<<<<
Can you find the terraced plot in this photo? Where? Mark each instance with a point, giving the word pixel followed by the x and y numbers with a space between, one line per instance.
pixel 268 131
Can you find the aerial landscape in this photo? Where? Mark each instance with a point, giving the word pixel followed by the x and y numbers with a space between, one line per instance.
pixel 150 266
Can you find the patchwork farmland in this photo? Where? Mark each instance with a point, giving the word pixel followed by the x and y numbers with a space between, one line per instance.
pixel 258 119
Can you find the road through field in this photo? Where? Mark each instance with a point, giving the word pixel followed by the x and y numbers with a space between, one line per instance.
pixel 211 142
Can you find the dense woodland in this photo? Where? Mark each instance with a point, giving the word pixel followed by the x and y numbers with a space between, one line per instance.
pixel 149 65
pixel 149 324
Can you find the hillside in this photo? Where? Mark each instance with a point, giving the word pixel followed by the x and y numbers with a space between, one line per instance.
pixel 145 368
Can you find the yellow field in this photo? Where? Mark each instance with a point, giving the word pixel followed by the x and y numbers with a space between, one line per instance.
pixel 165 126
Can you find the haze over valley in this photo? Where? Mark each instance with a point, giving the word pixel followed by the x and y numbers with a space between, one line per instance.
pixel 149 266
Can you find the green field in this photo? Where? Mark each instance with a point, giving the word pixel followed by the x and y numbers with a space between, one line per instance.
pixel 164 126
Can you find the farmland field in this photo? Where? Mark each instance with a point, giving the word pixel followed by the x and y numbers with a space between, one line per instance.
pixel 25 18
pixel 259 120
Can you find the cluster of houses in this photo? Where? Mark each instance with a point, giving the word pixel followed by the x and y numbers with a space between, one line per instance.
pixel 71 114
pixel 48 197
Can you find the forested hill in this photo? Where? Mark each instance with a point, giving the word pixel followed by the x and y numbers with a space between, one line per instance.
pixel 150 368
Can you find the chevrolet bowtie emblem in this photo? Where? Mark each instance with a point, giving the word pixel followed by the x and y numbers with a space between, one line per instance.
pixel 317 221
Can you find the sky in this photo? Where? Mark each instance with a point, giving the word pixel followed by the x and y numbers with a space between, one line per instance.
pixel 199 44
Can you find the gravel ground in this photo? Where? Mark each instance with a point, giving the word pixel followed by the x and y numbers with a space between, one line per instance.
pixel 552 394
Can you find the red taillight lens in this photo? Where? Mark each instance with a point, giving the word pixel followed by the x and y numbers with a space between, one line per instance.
>>>>
=== REQUIREMENT ===
Reproduce, without changes, the part of the entries above that opens with the line containing "Can you find the yellow" and closes with the line containing "pixel 150 368", including both of those lines.

=== TASK SOLUTION ===
Can you find the yellow field in this photo? Where? Mark each instance with a point, giving the word pixel followed by the x and y numbers with a space between, one line per instance.
pixel 165 126
Can you find the haze over valley in this photo? Where? Mark each instance with a point, giving the word pixel followed by the x and y numbers with a space between, one line per instance.
pixel 149 266
Can you find the green field in this photo? Where? Mark each instance with a point, giving the word pixel followed by the x and y numbers with a space between, one line per instance.
pixel 164 126
Can you find the farmland field in this photo? Where? Mark each instance with a point, giving the word pixel followed by the x and y numbers with a space between, one line per instance.
pixel 25 18
pixel 259 120
Can you find the cluster of houses in this photo? Where? Mark each instance with a point, giving the word pixel followed by the x and y numbers with a space between, one line per instance.
pixel 71 114
pixel 48 197
Can you find the forested hill in this photo? Where? Mark each instance with a point, giving the word pixel followed by the x and y numbers with a space between, one line per instance.
pixel 150 368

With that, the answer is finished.